Take all the material and copy it exactly.

## Working data
☆ ☆ ☆

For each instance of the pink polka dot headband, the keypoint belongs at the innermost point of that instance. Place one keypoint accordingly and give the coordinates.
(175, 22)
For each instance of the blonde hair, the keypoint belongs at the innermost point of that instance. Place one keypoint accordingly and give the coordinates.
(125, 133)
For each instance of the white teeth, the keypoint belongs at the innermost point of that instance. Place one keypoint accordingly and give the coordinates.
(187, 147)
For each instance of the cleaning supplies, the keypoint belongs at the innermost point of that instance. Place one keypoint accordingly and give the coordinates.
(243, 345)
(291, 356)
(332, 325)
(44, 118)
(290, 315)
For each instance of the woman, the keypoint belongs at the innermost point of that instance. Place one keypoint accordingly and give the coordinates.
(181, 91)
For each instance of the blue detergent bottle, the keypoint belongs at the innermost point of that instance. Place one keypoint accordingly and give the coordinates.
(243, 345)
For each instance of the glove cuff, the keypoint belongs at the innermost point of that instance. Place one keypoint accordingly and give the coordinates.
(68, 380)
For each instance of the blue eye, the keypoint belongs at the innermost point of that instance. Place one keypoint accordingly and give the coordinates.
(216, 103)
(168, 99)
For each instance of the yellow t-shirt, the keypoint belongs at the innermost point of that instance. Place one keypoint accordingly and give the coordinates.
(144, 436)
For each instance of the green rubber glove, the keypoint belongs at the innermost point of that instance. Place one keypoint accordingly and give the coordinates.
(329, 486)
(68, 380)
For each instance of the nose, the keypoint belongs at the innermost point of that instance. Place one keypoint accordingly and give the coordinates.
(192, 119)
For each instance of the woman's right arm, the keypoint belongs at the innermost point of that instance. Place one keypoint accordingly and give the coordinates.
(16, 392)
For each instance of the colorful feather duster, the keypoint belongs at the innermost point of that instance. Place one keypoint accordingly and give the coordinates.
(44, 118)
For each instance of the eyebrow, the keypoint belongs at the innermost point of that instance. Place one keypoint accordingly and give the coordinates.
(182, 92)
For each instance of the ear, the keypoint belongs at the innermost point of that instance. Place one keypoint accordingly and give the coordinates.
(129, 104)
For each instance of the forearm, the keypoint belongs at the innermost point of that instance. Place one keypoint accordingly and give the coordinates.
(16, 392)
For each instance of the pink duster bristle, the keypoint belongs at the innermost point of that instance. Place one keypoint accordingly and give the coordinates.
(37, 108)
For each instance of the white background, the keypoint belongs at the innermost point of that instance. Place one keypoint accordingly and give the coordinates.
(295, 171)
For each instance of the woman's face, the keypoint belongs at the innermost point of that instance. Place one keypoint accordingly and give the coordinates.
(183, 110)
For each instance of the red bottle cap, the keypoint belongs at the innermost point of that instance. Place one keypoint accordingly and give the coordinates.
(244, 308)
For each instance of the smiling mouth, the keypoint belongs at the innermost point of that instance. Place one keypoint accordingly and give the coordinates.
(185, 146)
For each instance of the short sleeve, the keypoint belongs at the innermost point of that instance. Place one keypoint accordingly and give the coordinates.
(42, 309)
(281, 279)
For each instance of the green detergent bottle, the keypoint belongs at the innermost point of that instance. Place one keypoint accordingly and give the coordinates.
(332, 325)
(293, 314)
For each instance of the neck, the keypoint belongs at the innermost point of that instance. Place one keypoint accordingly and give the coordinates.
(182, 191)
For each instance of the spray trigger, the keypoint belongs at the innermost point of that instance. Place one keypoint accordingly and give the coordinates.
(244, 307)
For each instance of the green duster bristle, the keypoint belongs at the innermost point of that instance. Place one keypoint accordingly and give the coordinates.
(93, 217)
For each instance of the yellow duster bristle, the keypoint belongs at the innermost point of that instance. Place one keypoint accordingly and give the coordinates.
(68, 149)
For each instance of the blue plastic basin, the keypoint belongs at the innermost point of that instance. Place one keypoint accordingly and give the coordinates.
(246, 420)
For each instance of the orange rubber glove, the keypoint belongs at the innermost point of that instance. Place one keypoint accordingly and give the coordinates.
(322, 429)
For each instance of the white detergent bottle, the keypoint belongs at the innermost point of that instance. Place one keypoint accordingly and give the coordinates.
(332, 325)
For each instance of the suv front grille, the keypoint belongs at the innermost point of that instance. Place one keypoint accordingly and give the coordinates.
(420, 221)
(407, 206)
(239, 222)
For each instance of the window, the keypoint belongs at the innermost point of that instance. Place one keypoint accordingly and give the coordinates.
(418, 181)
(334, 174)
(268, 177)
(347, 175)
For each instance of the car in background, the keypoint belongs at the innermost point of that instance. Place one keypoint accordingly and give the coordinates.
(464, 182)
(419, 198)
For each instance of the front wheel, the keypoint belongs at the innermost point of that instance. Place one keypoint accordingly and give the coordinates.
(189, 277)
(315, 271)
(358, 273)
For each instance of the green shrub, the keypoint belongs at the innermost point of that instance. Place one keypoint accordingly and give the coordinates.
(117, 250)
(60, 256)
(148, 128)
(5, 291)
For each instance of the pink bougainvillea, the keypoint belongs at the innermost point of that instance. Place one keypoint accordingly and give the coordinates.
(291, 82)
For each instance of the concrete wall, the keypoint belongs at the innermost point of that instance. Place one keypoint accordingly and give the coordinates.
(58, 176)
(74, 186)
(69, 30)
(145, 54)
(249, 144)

☆ ☆ ☆

## Answer in full
For each instance of the pink polka dot headband, the keypoint belongs at the innermost point of that instance. Place one keypoint accordingly and give the coordinates.
(175, 22)
For each instance of the blonde hair, the keypoint belongs at the innermost point of that instance. Place one keypoint accordingly and give the coordinates.
(125, 133)
For each instance of the white teeth, the keypoint belongs at the innermost point of that instance. Place one keypoint accordingly and give the coordinates.
(187, 147)
For each instance of the cleaning supplies, the keypoint belongs at the innermost point of that instance. Place one keypoint accordingly and give the coordinates.
(243, 345)
(291, 356)
(332, 325)
(44, 118)
(290, 315)
For each instance of the woman, the keypoint belongs at the innermost point of that instance. Place one keypoint accordingly and give the coordinates.
(181, 91)
For each instance of the blue detergent bottle, the keypoint belongs at the innermost point of that instance. Place one keypoint accordingly and give the coordinates.
(243, 345)
For each instance of the glove cuff, the keypoint belongs at the innermost point of that instance. Place one keypoint accordingly and give the coordinates.
(68, 380)
For each instance of the blue eye, the keypoint belongs at the innermost point of that instance. Place one keypoint accordingly and give the coordinates.
(216, 103)
(168, 99)
For each instance of the yellow t-shirt, the keypoint belongs at the innermost point of that instance. Place one keypoint accordingly and give the coordinates.
(144, 436)
For each instance of the green rubber glove, the keypoint belongs at the innermost point of that instance. Place one keypoint accordingly and give the coordinates.
(329, 486)
(68, 380)
For each instance of the nose, the keypoint belongs at the innermost point of that instance. Place one keypoint accordingly and give the coordinates.
(192, 119)
For each instance of the woman's right arm, the keypoint belongs at the innermost point of that instance. Place one keypoint accordingly and give the coordinates.
(16, 392)
For each instance of the colorful feather duster, the keypoint belongs at the innermost point of that instance. Place one keypoint accordingly and give the coordinates.
(44, 118)
For each instance of the eyebrow, the keypoint belongs at the innermost point of that instance. Place one keypoint accordingly and give the coordinates.
(182, 92)
For each instance of the ear, the keypoint belongs at the innermost point of that instance. Place one keypoint accordingly and give the coordinates.
(129, 104)
For each instance of the forearm, the keypoint belongs at the innermost point of that instance. Place one keypoint accordingly and give the coordinates.
(16, 392)
For each instance of the pink duster bristle, the keypoint belongs at the innermost point of that instance. Place one keypoint accordingly and give the coordinates.
(37, 108)
For each instance of the white background, the keypoint belongs at the innermost point of that instance. Place one keypoint accordingly and give the coordinates.
(295, 171)
For each instance of the woman's face, the keypoint belongs at the innermost point of that instance. Place one keypoint accordingly and give the coordinates.
(183, 110)
For each instance of the red bottle cap, the keypoint belongs at the innermost point of that instance. Place one keypoint accordingly and give the coordinates.
(244, 308)
For each instance of the smiling mouth, the keypoint belongs at the innermost point of that instance. Place one keypoint accordingly and give the coordinates.
(185, 146)
For each instance of the short sleeve, the keypoint belongs at the innermost point of that instance. Place one keypoint accordingly and give the coordinates.
(42, 309)
(281, 279)
For each instance of the green detergent bottle, the keypoint belongs at the innermost point of that instance. Place one keypoint accordingly and give the coordinates.
(332, 325)
(293, 314)
For each instance of the neck, the keypoint belongs at the innermost point of that instance. Place one keypoint accordingly and give the coordinates.
(182, 191)
For each instance of the spray trigger, the keypoint belongs at the innermost point of that instance. Place one keypoint accordingly and give the coordinates.
(244, 307)
For each instance of the green duster bristle, the keypoint belongs at the innermost point of that instance. Place one keypoint accordingly and give the coordinates.
(93, 217)
For each instance of the yellow duster bristle, the keypoint belongs at the innermost point of that instance. Place one keypoint accordingly and give the coordinates.
(68, 149)
For each instance of the blue plastic basin, the keypoint belongs at the innermost point of that instance. Place one keypoint accordingly and give the coordinates.
(246, 420)
For each instance of the orange rubber glove, the keypoint belongs at the innermost point of that instance. Place one keypoint accordingly and give the coordinates.
(322, 429)
For each instance of the white detergent bottle, the keypoint belongs at the innermost point of that instance. Place one keypoint accordingly and give the coordinates.
(332, 325)
For each instance of the suv front grille, the keypoint belongs at the innermost point of that instance. Place one keypoint accordingly and give the coordinates.
(420, 221)
(407, 206)
(239, 222)
For each instance of the window, the keypoint belongs at the innermost point of that instance. Place one keypoint accordingly and give the coordinates.
(418, 181)
(334, 174)
(268, 177)
(347, 175)
For each instance of the car in background, the keypoint belongs at the innermost point of that instance. Place one keypoint accordingly and give the coordinates.
(464, 182)
(419, 198)
For each instance of the front wheel, the keypoint belongs at the innermost point of that instance. Place one keypoint accordingly and give the coordinates.
(189, 277)
(315, 271)
(358, 273)
For each instance of the green shrub, the keypoint belongs at the innermost point of that instance. Place one keypoint accordingly and give the coordinates.
(117, 250)
(60, 256)
(148, 128)
(5, 291)
For each instance of the pink bougainvillea, the keypoint belongs at the innermost point of that instance. Place one keypoint accordingly and give the coordinates.
(291, 82)
For each instance of the concrete wall, the keypoint belongs at the innermost point of that instance. Place one keypoint accordingly and give the coordinates.
(58, 176)
(74, 186)
(69, 30)
(145, 54)
(249, 144)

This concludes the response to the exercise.